- _EXERCISE OBJECTIVE_
Take the line that contains "A single point falls on each instance of the rocky" and all lines after it, up to and including the last line of the data, and write them out exactly; nothing else belongs in the answer.

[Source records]
....................

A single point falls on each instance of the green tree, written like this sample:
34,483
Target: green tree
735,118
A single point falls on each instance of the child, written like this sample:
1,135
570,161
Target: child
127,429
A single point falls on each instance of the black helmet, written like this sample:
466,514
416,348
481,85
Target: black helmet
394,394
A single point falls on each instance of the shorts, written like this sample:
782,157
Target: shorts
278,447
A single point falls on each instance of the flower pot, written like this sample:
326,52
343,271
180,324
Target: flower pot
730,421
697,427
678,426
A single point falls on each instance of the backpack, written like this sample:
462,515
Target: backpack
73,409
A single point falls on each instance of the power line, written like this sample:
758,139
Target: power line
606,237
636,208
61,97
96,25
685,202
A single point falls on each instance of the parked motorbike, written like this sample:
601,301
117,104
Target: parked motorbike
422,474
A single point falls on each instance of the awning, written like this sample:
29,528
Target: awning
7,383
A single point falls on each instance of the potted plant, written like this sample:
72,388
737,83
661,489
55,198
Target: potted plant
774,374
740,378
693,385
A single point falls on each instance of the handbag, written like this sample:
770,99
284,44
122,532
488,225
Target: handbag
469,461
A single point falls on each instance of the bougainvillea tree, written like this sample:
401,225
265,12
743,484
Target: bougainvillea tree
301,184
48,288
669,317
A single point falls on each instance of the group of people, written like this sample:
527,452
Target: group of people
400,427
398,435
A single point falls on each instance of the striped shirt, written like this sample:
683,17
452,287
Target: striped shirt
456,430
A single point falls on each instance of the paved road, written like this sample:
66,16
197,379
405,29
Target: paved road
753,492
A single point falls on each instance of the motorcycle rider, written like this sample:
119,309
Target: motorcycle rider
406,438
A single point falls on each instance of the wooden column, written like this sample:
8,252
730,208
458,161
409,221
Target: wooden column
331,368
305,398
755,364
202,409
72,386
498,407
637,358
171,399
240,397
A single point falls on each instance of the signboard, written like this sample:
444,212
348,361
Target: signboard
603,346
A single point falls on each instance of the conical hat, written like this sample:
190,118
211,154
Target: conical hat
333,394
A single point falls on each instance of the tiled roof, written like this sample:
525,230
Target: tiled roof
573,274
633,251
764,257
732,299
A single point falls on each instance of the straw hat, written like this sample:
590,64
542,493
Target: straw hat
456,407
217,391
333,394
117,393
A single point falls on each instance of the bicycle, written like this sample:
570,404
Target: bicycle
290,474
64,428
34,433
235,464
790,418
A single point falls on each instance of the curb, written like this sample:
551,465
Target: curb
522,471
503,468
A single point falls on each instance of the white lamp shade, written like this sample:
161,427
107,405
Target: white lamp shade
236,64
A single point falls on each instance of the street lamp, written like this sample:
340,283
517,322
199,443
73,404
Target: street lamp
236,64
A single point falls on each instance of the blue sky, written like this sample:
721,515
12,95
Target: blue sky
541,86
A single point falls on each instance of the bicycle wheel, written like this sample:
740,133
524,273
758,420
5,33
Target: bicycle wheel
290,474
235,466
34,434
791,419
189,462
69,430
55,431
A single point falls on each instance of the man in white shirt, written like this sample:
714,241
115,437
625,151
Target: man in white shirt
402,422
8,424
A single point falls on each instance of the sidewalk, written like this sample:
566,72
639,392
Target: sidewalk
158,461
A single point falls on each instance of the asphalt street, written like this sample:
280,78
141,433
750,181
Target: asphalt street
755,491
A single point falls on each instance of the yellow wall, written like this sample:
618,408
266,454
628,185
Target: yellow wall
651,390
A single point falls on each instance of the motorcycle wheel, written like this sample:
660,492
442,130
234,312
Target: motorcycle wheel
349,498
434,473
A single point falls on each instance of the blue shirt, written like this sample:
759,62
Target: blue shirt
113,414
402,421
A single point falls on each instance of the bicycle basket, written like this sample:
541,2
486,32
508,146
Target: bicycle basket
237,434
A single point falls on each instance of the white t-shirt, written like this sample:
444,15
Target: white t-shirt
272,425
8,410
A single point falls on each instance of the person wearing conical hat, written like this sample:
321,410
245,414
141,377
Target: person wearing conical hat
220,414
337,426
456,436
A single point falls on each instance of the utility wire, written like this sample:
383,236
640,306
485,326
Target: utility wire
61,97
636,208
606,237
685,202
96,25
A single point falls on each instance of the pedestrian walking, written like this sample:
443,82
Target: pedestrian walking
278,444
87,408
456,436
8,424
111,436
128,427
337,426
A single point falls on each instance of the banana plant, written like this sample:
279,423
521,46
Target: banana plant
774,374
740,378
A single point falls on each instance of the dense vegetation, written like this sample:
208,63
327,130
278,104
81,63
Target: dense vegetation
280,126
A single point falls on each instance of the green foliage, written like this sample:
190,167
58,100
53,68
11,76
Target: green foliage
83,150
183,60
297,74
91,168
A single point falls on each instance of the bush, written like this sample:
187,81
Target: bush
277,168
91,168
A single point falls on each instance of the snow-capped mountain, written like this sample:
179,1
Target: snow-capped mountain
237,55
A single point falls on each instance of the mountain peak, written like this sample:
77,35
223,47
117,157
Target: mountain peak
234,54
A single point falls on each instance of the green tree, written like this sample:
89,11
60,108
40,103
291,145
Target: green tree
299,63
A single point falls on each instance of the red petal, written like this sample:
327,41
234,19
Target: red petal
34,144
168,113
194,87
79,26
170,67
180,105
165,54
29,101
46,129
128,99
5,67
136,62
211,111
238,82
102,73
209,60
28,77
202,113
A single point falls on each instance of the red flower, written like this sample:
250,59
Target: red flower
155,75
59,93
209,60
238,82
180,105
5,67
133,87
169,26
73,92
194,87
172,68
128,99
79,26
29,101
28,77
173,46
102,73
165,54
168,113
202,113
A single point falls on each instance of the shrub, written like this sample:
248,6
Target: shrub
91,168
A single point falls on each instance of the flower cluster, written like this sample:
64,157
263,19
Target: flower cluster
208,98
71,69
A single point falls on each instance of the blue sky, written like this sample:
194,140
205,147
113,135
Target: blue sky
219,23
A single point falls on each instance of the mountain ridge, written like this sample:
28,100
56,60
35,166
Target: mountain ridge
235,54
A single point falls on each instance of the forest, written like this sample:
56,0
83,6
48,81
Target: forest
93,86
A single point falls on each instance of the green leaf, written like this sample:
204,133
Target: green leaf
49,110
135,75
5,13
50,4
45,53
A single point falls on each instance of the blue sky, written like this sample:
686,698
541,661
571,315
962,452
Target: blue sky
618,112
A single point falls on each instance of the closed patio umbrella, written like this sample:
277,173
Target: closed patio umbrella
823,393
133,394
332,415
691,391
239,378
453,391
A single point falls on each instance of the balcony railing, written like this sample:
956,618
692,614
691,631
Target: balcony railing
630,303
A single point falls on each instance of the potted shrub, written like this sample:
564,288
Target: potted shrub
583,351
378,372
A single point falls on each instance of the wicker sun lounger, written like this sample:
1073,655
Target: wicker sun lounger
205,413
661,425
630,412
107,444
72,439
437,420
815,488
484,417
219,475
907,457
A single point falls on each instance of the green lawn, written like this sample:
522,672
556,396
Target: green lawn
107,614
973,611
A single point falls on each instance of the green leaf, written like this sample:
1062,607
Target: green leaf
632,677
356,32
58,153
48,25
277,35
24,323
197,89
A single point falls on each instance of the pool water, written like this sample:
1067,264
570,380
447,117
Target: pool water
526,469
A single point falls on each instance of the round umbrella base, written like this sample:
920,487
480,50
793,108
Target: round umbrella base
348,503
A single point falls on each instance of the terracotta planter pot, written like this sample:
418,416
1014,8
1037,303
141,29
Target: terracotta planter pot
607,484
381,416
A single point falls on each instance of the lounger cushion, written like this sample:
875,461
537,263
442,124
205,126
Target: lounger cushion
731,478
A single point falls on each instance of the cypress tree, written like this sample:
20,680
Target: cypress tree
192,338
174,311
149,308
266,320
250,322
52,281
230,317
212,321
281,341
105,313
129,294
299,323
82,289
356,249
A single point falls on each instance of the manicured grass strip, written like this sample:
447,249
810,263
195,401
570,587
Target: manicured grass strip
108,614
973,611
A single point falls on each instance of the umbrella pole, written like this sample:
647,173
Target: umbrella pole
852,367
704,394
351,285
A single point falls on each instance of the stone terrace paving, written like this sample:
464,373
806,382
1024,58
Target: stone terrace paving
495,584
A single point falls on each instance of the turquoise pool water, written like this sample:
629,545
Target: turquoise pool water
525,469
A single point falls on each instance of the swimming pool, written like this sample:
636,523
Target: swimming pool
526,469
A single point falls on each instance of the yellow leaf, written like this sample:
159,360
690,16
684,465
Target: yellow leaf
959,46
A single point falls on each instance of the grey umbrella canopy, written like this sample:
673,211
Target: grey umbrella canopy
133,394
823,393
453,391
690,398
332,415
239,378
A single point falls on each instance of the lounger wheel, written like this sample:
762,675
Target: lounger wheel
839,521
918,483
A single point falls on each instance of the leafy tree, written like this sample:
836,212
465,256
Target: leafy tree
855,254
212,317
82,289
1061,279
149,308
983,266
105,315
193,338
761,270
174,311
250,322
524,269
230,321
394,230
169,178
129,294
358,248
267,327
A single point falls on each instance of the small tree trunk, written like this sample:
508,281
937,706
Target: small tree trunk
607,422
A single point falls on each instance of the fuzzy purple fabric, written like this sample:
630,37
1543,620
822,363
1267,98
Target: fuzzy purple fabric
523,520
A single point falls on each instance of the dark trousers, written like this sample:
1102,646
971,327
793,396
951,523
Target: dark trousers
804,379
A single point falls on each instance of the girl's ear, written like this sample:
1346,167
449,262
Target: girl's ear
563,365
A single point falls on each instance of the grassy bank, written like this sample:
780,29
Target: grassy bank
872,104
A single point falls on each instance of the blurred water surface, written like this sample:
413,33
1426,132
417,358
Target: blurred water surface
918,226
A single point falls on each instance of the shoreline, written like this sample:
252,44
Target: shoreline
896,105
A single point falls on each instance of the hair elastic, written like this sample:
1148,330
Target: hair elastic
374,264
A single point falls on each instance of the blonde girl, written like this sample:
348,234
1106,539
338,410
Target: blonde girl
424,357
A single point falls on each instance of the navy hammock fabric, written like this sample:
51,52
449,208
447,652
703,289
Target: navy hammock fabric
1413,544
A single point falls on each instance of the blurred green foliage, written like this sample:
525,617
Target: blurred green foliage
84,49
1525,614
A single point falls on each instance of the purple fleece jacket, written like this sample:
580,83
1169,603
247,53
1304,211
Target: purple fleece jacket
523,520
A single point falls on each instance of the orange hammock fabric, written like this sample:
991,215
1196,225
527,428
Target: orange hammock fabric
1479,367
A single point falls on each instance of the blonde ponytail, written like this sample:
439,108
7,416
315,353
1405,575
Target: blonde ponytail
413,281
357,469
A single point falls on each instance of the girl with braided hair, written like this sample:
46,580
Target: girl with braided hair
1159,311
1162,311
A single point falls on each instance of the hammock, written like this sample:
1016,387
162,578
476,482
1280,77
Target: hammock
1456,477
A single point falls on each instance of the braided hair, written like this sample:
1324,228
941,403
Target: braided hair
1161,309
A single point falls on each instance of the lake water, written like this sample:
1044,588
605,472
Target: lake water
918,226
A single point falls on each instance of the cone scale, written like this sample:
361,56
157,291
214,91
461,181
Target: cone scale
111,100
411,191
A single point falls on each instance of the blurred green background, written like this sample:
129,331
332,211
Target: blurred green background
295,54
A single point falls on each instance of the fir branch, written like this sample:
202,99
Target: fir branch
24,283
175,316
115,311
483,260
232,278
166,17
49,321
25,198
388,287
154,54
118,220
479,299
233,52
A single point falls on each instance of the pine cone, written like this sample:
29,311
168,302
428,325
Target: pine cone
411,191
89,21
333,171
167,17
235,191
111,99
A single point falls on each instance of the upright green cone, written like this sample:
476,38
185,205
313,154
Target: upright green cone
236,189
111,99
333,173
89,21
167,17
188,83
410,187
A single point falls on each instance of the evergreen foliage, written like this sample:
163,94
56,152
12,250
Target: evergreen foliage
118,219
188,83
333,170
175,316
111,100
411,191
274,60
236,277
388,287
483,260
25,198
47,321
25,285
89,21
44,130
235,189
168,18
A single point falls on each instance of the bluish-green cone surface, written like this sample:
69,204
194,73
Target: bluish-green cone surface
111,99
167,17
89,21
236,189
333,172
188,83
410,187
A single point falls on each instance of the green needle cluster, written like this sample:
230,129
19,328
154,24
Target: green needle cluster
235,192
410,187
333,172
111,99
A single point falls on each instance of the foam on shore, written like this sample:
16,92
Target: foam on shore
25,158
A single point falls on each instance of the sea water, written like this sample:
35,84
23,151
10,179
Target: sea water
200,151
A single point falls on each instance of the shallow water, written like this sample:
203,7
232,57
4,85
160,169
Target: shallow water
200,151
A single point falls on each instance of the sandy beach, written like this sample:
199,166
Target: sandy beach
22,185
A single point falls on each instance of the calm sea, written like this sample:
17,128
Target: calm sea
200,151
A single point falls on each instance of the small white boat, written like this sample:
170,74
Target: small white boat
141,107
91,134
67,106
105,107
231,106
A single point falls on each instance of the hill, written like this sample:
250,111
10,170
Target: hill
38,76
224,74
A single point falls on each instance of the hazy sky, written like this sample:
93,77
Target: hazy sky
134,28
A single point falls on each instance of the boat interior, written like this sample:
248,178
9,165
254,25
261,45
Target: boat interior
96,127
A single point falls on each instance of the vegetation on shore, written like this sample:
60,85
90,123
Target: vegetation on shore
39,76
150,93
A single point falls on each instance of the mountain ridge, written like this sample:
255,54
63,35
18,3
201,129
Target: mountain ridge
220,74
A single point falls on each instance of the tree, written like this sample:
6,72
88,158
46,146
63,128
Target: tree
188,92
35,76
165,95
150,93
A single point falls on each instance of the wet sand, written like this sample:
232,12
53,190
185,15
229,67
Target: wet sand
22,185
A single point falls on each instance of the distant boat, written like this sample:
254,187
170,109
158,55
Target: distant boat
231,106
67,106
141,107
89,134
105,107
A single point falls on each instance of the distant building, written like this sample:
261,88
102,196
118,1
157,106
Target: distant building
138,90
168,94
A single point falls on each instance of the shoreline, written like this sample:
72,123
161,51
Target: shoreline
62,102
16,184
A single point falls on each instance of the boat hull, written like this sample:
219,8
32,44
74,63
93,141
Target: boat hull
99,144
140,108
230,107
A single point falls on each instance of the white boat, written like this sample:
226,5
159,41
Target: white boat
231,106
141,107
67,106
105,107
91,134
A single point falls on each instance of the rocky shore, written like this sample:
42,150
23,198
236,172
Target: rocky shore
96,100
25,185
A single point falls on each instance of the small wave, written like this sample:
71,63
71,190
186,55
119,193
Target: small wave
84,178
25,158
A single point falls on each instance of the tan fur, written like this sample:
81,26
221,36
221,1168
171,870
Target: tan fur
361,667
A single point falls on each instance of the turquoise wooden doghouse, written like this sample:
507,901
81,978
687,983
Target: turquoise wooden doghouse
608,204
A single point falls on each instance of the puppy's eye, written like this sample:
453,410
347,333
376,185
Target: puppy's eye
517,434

....................

- _RESULT BELOW_
A single point falls on each instance of the rocky shore, written like this sample:
42,150
23,198
236,172
Target: rocky shore
96,100
25,185
A single point falls on each instance of the small wave, written like this sample:
71,63
71,190
186,55
119,193
Target: small wave
84,178
25,158
A single point falls on each instance of the tan fur, written like this sample:
81,26
221,36
221,1168
171,870
Target: tan fur
361,667
A single point falls on each instance of the turquoise wooden doghouse, written like this sample:
507,901
81,978
687,983
Target: turquoise wooden doghouse
608,204
A single point falls on each instance of the puppy's eye, written like this sample:
453,410
347,333
376,185
Target: puppy's eye
517,434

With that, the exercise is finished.